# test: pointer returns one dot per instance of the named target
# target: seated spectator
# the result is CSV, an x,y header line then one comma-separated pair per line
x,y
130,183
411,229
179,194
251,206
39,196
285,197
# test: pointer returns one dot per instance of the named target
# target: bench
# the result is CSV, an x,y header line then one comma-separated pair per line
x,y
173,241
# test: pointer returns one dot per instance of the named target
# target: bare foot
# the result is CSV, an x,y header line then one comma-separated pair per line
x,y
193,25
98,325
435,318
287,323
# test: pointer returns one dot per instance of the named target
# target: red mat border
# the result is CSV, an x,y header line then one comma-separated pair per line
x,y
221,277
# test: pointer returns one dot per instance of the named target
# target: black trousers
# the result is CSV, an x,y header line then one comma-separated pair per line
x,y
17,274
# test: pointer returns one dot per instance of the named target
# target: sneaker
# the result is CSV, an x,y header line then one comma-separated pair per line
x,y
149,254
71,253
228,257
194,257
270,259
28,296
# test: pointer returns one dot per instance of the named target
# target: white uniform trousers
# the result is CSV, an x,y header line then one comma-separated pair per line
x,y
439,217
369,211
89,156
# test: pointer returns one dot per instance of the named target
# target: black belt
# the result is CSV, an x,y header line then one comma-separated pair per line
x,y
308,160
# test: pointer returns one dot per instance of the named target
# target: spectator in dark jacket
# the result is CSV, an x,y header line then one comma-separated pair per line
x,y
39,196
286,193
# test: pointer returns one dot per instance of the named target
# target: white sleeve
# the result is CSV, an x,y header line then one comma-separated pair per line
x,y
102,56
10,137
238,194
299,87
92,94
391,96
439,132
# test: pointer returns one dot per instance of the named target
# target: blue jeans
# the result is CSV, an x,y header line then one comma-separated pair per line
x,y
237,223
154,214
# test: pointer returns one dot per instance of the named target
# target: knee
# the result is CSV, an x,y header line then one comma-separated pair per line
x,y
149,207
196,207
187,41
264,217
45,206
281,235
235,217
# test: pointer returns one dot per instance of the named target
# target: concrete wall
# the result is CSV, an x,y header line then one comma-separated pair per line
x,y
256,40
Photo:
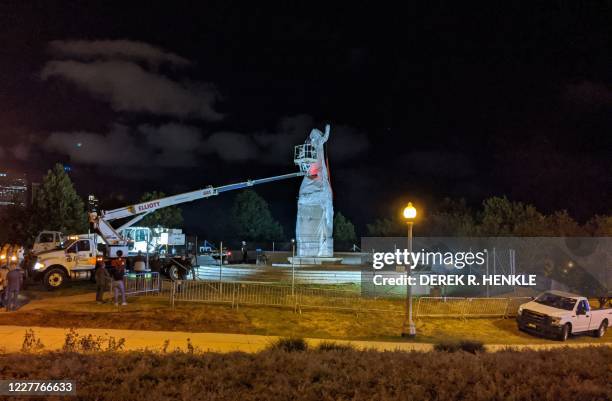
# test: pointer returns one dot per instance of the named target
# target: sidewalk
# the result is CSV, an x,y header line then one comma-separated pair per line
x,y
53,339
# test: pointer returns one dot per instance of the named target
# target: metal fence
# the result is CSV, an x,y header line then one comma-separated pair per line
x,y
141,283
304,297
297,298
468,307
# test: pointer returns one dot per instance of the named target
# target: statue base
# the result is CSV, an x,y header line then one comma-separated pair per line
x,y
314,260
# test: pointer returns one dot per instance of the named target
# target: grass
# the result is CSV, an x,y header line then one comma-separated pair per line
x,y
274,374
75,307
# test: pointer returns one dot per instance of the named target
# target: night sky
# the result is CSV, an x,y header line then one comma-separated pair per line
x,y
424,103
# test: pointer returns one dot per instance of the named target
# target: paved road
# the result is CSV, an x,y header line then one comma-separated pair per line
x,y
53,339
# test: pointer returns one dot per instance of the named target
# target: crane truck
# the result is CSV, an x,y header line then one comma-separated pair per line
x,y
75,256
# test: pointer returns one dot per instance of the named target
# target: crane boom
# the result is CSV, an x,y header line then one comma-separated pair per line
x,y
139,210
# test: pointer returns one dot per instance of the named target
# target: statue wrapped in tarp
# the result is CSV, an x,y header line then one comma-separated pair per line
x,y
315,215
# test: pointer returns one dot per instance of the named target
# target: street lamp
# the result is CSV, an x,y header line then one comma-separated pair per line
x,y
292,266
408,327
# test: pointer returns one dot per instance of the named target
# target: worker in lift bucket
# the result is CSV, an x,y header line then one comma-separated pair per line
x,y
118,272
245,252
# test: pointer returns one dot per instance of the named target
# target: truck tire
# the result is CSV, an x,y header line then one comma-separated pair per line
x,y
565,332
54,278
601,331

* * * * *

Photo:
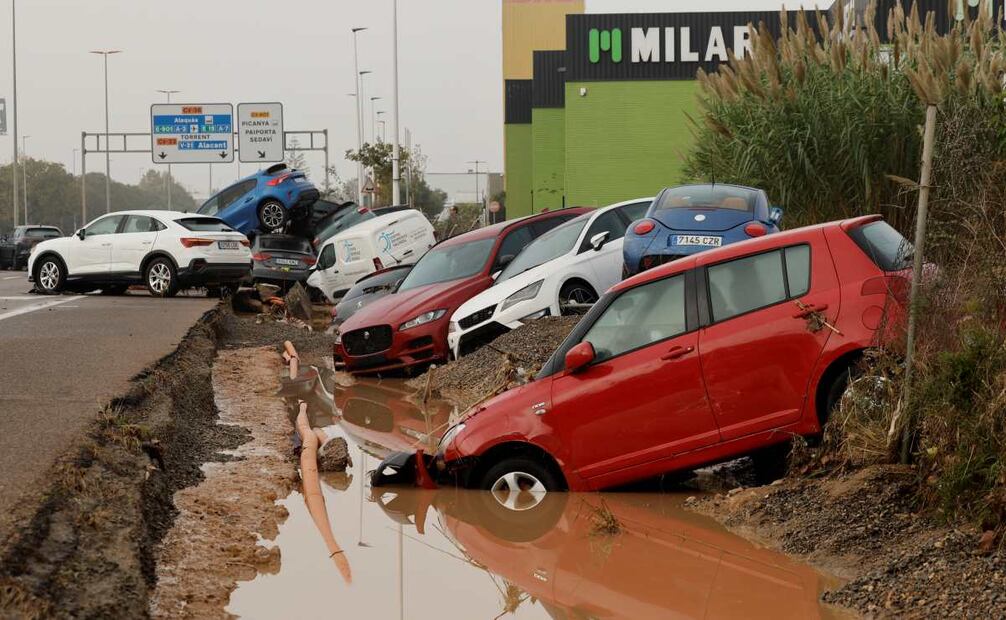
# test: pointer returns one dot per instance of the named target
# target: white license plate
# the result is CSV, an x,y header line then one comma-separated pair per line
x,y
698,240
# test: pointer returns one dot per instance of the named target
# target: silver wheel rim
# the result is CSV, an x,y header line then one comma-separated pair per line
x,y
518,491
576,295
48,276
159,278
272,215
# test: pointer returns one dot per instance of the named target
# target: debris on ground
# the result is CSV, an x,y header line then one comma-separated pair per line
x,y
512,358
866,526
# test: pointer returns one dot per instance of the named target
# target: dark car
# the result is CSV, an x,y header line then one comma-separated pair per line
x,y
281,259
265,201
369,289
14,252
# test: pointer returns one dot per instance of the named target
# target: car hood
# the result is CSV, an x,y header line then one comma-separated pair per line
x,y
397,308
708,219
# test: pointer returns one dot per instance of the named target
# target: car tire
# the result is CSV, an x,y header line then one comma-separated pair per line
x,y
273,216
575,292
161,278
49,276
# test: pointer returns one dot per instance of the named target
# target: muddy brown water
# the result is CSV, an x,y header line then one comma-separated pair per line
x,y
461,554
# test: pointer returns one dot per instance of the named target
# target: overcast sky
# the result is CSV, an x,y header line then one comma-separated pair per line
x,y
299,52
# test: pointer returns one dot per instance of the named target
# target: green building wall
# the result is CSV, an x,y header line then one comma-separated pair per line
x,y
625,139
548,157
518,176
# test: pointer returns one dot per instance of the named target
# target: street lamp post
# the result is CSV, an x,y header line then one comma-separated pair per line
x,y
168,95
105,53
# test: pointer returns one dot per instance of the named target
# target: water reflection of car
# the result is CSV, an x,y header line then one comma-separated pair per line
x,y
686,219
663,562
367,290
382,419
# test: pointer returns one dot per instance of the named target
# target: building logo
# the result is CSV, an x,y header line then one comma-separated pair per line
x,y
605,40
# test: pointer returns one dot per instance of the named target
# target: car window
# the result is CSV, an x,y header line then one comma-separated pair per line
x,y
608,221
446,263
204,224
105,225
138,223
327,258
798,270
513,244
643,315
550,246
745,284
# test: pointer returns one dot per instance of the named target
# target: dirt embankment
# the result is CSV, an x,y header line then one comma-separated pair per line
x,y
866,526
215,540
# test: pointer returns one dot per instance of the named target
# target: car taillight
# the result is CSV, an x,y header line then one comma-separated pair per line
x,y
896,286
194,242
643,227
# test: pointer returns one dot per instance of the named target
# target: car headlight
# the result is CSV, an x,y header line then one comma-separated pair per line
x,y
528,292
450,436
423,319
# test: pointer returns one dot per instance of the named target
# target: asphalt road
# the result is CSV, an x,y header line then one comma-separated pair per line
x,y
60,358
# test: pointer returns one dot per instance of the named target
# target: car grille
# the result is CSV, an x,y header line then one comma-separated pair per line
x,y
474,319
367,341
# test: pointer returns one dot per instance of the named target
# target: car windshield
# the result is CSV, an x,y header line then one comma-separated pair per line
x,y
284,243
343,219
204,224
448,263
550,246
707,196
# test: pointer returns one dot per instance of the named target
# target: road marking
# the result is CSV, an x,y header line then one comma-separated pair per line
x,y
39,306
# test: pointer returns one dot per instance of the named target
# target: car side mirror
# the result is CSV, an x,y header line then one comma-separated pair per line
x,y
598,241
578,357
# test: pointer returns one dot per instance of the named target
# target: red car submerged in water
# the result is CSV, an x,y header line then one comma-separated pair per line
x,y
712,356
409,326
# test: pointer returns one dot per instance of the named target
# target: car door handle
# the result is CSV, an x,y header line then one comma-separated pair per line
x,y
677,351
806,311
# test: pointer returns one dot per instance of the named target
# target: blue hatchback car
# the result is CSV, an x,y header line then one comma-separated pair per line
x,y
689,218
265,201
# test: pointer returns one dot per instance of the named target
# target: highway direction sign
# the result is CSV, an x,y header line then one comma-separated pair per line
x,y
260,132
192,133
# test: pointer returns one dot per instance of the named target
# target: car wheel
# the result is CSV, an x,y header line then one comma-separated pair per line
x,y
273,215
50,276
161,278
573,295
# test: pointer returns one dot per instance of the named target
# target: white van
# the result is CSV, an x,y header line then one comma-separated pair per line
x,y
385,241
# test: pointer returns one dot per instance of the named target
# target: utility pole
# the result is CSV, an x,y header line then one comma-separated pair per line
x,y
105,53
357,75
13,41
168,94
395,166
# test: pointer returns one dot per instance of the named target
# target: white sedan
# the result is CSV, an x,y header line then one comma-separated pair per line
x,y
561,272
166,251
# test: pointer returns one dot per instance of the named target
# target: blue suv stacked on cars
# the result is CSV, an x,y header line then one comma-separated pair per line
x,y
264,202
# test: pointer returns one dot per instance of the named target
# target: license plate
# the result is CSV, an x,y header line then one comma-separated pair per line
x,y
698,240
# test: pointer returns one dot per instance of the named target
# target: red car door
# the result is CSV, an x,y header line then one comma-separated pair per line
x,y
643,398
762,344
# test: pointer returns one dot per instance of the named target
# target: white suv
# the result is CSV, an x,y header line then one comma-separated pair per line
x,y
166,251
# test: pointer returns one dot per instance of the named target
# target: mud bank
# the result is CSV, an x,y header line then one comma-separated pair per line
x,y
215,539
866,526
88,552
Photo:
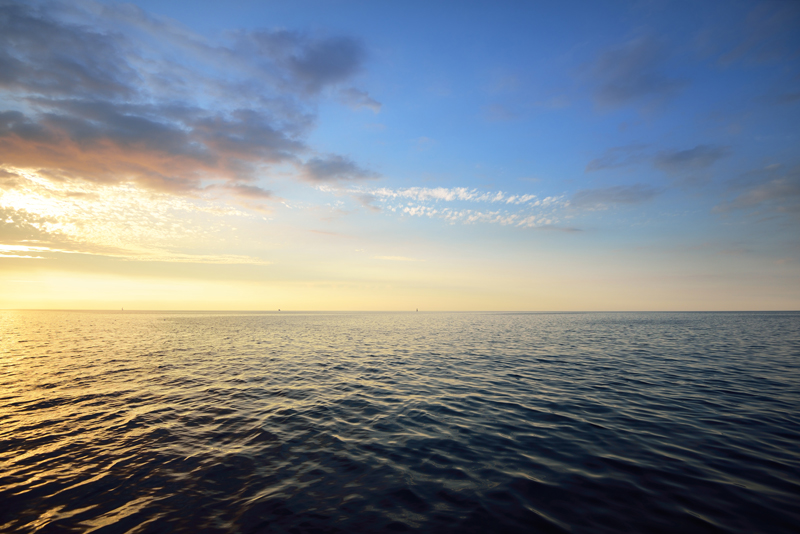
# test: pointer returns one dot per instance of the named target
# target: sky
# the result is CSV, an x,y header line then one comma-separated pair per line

* * * * *

Collect every line of the data above that contains the word "building", and copy each one in its original order.

# target: green building wall
# target: building logo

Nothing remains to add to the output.